### WHAT IS ASKED
Please present all of the data below as a Markdown table with two columns, Row and Entry. Number each row and leave out any blank lines.

═════ RECORD EXTRACTS

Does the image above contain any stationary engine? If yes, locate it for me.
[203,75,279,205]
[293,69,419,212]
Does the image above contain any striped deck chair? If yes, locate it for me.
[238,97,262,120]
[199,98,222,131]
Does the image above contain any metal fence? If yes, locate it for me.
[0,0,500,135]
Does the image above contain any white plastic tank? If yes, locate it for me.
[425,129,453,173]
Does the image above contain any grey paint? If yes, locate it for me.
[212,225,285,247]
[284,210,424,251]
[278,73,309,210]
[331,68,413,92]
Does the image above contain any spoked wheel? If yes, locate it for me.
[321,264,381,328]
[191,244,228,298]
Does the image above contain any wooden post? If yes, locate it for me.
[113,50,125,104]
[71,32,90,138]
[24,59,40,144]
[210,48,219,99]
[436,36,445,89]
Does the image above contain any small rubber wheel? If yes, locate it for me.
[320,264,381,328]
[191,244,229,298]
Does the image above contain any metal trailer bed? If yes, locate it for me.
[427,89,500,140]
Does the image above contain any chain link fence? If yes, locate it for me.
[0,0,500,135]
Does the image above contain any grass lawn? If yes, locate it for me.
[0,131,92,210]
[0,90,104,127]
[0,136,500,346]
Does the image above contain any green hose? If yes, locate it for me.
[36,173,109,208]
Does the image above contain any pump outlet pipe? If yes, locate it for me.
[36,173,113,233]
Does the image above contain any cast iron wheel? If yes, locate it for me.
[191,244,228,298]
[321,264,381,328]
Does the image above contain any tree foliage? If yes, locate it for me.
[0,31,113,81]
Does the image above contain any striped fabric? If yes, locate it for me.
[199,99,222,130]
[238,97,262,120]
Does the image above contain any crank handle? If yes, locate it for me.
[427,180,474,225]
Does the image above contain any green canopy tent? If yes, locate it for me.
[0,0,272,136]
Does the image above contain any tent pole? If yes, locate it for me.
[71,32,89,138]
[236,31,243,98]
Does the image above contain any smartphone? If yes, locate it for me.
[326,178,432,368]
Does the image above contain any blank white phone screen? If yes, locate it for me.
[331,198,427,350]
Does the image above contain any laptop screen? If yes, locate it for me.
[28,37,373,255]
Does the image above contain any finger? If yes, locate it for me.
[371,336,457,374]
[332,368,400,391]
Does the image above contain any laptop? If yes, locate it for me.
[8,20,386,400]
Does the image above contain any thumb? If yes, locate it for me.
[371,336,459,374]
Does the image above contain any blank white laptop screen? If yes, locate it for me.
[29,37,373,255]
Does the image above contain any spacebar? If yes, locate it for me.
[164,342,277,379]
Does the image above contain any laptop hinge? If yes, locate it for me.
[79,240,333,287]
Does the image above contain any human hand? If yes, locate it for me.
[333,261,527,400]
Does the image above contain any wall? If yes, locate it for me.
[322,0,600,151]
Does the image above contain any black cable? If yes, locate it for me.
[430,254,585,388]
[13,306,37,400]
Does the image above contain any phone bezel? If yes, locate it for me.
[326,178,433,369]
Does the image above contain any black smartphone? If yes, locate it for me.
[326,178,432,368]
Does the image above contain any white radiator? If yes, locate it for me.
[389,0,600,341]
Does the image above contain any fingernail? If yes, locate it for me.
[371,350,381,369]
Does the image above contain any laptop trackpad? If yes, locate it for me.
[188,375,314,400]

══════════

### WRITTEN RESPONSE
| Row | Entry |
|---|---|
| 1 | Does the image above contain any stationary engine? If yes, locate it for me. |
| 2 | [203,75,279,205] |
| 3 | [293,69,419,212] |
| 4 | Does the image above contain any striped deck chair? If yes, locate it for me. |
| 5 | [238,97,262,120] |
| 6 | [199,98,222,131] |
| 7 | Does the image above contain any metal fence? If yes, locate it for me. |
| 8 | [0,0,500,135] |
| 9 | Does the image above contain any white plastic tank? If yes, locate it for me. |
| 10 | [425,129,453,173] |
| 11 | Does the image above contain any grey paint? If yes, locate it for me. |
| 12 | [212,225,285,247] |
| 13 | [284,210,424,251] |
| 14 | [278,73,309,210] |
| 15 | [331,68,413,92] |
| 16 | Does the image above contain any spoked wheel? If yes, locate it for me. |
| 17 | [321,264,381,328] |
| 18 | [191,244,228,298] |
| 19 | Does the image above contain any wooden post? If yes, locate it for me. |
| 20 | [113,50,125,104] |
| 21 | [71,32,90,138] |
| 22 | [24,59,40,144] |
| 23 | [210,48,219,99] |
| 24 | [436,36,445,89] |
| 25 | Does the image above contain any small rubber wheel? If yes, locate it for me. |
| 26 | [320,264,381,328] |
| 27 | [191,244,229,298] |
| 28 | Does the image above contain any metal trailer bed? If yes, locate it for me. |
| 29 | [427,89,500,140] |
| 30 | Does the image above contain any chain link fence? If yes, locate it for me. |
| 31 | [0,0,500,135] |
| 32 | Does the image above contain any grass lawn? If yes, locate it for me. |
| 33 | [0,131,92,210] |
| 34 | [0,90,104,127] |
| 35 | [0,136,500,346] |
| 36 | Does the image above contain any green hose? If yes, locate it for me. |
| 37 | [36,173,109,208] |
| 38 | Does the image above contain any pump outlet pipe? If yes, locate it for me. |
| 39 | [36,173,113,233] |
| 40 | Does the image above contain any cast iron wheel? If yes, locate it for me. |
| 41 | [191,244,228,298] |
| 42 | [321,264,381,328] |
| 43 | Does the image above contain any tree foliage? If yes, locate it for me. |
| 44 | [0,31,113,81] |
| 45 | Does the image above contain any striped fabric? If yes, locate it for me. |
| 46 | [199,99,222,130] |
| 47 | [238,97,262,120] |
| 48 | Does the image above contain any crank handle? If yes, locate it for me. |
| 49 | [427,180,474,225] |
| 50 | Does the image above contain any green canopy tent? If yes, locate it for me. |
| 51 | [0,0,272,136] |
| 52 | Does the image above contain any tent pole? If yes, locate it for me. |
| 53 | [71,32,89,138] |
| 54 | [236,31,243,98] |
| 55 | Does the image above contain any smartphone? If yes, locate it for me. |
| 56 | [326,178,432,368] |
| 57 | Does the image above contain any blank white phone screen? If yes, locate it for me. |
| 58 | [331,198,427,350] |
| 59 | Does the image above contain any laptop screen? If yes, locate it for me. |
| 60 | [28,37,373,255] |
| 61 | Does the image above contain any finger? If yes, locate it for me. |
| 62 | [371,336,457,374] |
| 63 | [332,368,400,391] |
| 64 | Does the image above contain any laptop? If yes, locate it for me. |
| 65 | [8,20,386,400] |
| 66 | Does the image above contain any thumb? If yes, locate it for me. |
| 67 | [371,336,459,374] |
| 68 | Does the image above contain any blank white laptop screen? If yes, locate it for me. |
| 69 | [29,37,373,255] |
| 70 | Does the image above contain any spacebar? If yes, locate it for me. |
| 71 | [164,342,277,379] |
| 72 | Does the image above contain any laptop hinge? If yes, locate it for me. |
| 73 | [79,240,333,287] |
| 74 | Does the image above contain any human hand? If yes, locate it for me. |
| 75 | [333,261,527,400] |
| 76 | Does the image above contain any wall? If yes, locate it for me. |
| 77 | [322,0,600,151] |
| 78 | Does the image above contain any black cable? If yes, locate it for me. |
| 79 | [430,254,585,388] |
| 80 | [13,306,37,400] |
| 81 | Does the image above contain any phone bezel? If yes, locate it for me. |
| 82 | [326,178,433,369] |
| 83 | Does the image above contain any black smartphone? If yes, locate it for me. |
| 84 | [326,178,432,368] |
| 85 | Does the image above contain any white radiator? If yes, locate it for me. |
| 86 | [389,0,600,341] |
| 87 | Does the image above contain any fingernail? If yes, locate it for me. |
| 88 | [371,350,381,369] |
| 89 | Does the image above contain any laptop trackpad? If yes, locate it for me. |
| 90 | [188,375,314,400] |